EXERCISE OBJECTIVE:
How many lines in the records below contain the string "bumper"? Reply with the number only.

>> START GIVEN RECORDS

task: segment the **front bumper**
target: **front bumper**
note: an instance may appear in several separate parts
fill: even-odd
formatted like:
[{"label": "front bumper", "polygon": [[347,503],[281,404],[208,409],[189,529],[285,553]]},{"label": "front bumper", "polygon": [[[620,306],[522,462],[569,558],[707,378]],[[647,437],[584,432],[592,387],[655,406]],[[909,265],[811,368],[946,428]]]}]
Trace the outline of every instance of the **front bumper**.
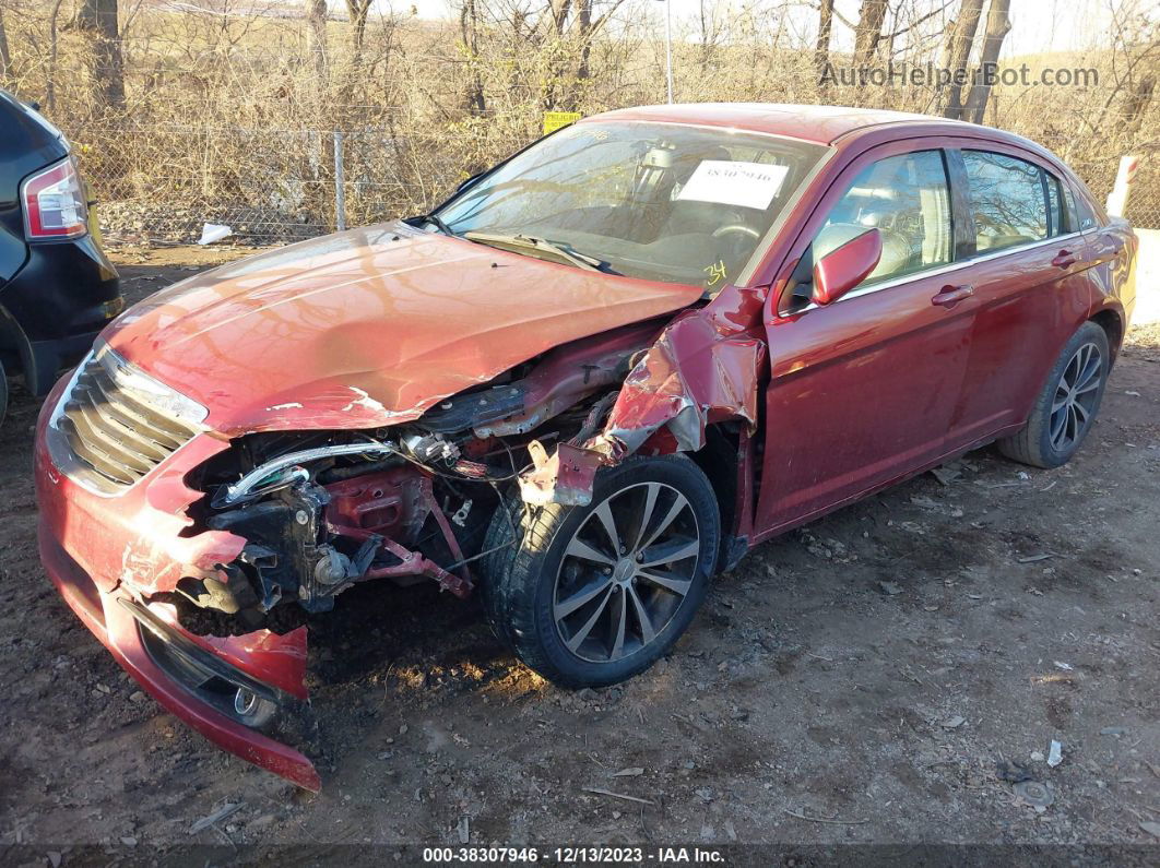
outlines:
[{"label": "front bumper", "polygon": [[[177,578],[232,560],[238,538],[180,537],[184,508],[197,498],[181,477],[218,451],[198,437],[118,497],[85,489],[49,455],[45,432],[61,385],[45,402],[36,436],[41,560],[52,584],[117,663],[166,709],[218,746],[311,790],[320,780],[310,759],[278,738],[309,741],[306,629],[280,636],[198,636],[172,606],[143,603]],[[274,702],[278,738],[240,722],[223,702],[230,686]]]}]

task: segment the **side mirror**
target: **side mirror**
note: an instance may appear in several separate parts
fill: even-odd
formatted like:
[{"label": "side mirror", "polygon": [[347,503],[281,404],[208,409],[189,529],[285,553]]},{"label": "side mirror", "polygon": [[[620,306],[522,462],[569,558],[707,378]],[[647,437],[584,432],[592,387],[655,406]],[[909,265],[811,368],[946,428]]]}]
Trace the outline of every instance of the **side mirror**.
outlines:
[{"label": "side mirror", "polygon": [[813,293],[815,305],[838,301],[862,283],[882,258],[882,233],[868,229],[835,247],[813,264]]}]

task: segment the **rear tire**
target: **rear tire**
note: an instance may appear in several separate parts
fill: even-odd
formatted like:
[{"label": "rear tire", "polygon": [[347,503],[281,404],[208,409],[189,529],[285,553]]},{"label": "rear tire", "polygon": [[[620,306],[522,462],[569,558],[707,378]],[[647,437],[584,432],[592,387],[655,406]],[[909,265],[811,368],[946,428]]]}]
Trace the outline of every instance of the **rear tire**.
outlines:
[{"label": "rear tire", "polygon": [[596,475],[588,506],[501,504],[485,547],[505,542],[485,567],[495,634],[544,678],[600,687],[643,672],[684,633],[709,589],[720,517],[689,459],[630,458]]},{"label": "rear tire", "polygon": [[1085,322],[1056,359],[1027,426],[999,440],[999,451],[1032,467],[1070,461],[1092,430],[1110,370],[1108,335],[1095,322]]}]

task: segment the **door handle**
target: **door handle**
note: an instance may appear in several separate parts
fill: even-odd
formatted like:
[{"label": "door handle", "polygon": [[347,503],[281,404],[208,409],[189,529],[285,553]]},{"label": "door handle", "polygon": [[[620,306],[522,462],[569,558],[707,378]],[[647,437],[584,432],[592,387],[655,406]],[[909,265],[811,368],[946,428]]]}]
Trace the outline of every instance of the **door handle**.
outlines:
[{"label": "door handle", "polygon": [[974,294],[974,287],[970,284],[963,284],[962,286],[947,285],[943,286],[937,296],[930,299],[931,305],[938,305],[940,307],[954,307],[959,301],[971,298]]}]

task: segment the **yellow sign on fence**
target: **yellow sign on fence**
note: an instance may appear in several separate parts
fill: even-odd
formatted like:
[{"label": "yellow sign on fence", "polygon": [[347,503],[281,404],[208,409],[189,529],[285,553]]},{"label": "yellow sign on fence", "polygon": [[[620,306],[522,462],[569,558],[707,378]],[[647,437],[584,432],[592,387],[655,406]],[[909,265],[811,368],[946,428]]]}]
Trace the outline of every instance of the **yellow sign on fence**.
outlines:
[{"label": "yellow sign on fence", "polygon": [[579,111],[545,111],[544,112],[544,136],[556,132],[561,126],[574,124],[583,115]]}]

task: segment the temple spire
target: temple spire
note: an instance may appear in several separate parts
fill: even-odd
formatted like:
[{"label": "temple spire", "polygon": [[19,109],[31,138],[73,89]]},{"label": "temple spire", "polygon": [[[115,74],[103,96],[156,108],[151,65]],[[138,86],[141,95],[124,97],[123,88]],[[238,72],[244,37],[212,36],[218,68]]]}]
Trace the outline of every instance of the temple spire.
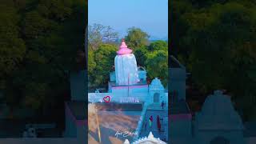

>> END GIVEN RECORDS

ANSWER FOR THIS EXERCISE:
5